◆ Document segment ◆
%%
BUSINESSES are shutting or cutting hours in peak tourist season because of staff shortages due to COVID-19 concerns.
There were 26 new cases in Warrnambool on Tuesday as the total active number hit 62 - the most at any time during the pandemic - and 13 in Moyne Shire with 40 in total.
A short time ago, Warrnambool's Pavilion Cafe and Bar announced it was temporarily closed.
"We have done our best to hang in there however many of our staff are currently isolating," it said on Instagram.
"That's the way the COVID crumbles ... we will let you know when we will be back as soon as possible."
Port Fairy IGA, the town's only supermarket, has been forced to cut its opening hours despite the seaside village being packed with tourists.
Owner Colin Cleary said the doors would close at 6pm instead of 8pm each night as COVID reduced his workforce of 80.
"We've got about 10 staff members who are getting tested and a few who have it," Mr Cleary said.
Mr Cleary said it was disappointing because the supermarket was usually open 12 hours a day, seven days a week, only closing on Christmas Day.
He is also receiving 20 to 30 calls a day from people searching for rapid antigen tests.
"They're just so hard to get," he said.
Mr Cleary said he had sent a staff member to Warrnambool on Tuesday for tests but they had returned empty handed. "I believe there are 35 million of them floating around on the ocean somewhere," he said.
Oak and Anchor Hotel Port Fairy is also reducing hours because one-third of its staff is showing symptoms but they're struggling to get tested.
Ally Richardson said the business would remain open with reduced operating hours from Wednesday to Sunday, with up to eight staff members of 26 isolating while waiting for test results.
"Staff members can't get rapid antigen tests (RAT). they need to get PCR (polymerase chain reaction) tests because they all have at least one of or a mild symptom so they have to quarantine until they get tested," she said.
"They don't live with the positive cases, but could have contracted the virus from people they have been around, so it's playing on their mind."
Ms Richardson said the lack of staff had a "massive" impact because it was the busiest trading period of the year.
%%
◆ What needs to be done ◆
Rewrite the staff-shortage report between "BUSINESSES are shutting" and "said on Instagram.", inclusive, putting "self-isolating" wherever "isolating" occurs. Answer from the text by itself.

◆ Given data ◆
%%
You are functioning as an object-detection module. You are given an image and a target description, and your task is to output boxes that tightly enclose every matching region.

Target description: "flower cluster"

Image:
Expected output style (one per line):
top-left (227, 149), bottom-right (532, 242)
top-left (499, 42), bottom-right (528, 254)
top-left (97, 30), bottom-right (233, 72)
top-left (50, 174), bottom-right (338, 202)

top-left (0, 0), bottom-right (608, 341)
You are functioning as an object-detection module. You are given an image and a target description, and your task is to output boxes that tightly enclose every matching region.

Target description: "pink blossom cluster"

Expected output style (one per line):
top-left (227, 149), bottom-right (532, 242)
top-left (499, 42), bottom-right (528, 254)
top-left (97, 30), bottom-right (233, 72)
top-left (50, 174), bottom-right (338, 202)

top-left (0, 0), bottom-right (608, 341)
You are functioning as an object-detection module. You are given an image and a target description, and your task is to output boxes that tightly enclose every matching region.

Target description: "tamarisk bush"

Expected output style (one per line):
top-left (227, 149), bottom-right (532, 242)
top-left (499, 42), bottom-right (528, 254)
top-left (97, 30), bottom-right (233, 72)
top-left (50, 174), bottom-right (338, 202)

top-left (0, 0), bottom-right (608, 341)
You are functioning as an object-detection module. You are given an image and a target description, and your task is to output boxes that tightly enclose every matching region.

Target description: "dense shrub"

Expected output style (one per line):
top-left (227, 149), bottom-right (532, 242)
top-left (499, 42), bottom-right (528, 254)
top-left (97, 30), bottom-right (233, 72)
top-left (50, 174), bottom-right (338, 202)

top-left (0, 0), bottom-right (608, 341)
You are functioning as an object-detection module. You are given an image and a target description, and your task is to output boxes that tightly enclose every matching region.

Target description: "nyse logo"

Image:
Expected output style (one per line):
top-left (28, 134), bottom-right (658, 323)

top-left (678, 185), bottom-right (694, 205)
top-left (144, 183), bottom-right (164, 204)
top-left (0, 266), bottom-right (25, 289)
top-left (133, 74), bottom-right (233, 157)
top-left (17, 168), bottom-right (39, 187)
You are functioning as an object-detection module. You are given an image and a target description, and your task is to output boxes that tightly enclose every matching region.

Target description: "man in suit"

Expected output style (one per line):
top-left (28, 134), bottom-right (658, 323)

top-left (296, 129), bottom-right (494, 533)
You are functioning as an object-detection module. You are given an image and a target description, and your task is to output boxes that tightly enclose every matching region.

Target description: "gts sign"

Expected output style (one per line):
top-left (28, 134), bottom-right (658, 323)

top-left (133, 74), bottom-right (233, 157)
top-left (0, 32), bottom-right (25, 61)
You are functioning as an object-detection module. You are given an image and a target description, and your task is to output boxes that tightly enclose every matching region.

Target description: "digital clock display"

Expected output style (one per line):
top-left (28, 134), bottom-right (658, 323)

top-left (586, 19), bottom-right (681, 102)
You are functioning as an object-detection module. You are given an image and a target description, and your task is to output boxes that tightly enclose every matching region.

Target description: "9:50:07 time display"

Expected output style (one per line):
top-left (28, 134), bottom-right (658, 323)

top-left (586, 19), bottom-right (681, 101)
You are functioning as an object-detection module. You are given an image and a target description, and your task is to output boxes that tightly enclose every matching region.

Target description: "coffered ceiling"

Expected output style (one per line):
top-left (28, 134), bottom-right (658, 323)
%%
◆ Written reply ◆
BUSINESSES are shutting or cutting hours in peak tourist season because of staff shortages due to COVID-19 concerns.
There were 26 new cases in Warrnambool on Tuesday as the total active number hit 62 - the most at any time during the pandemic - and 13 in Moyne Shire with 40 in total.
A short time ago, Warrnambool's Pavilion Cafe and Bar announced it was temporarily closed.
"We have done our best to hang in there however many of our staff are currently self-isolating," it said on Instagram.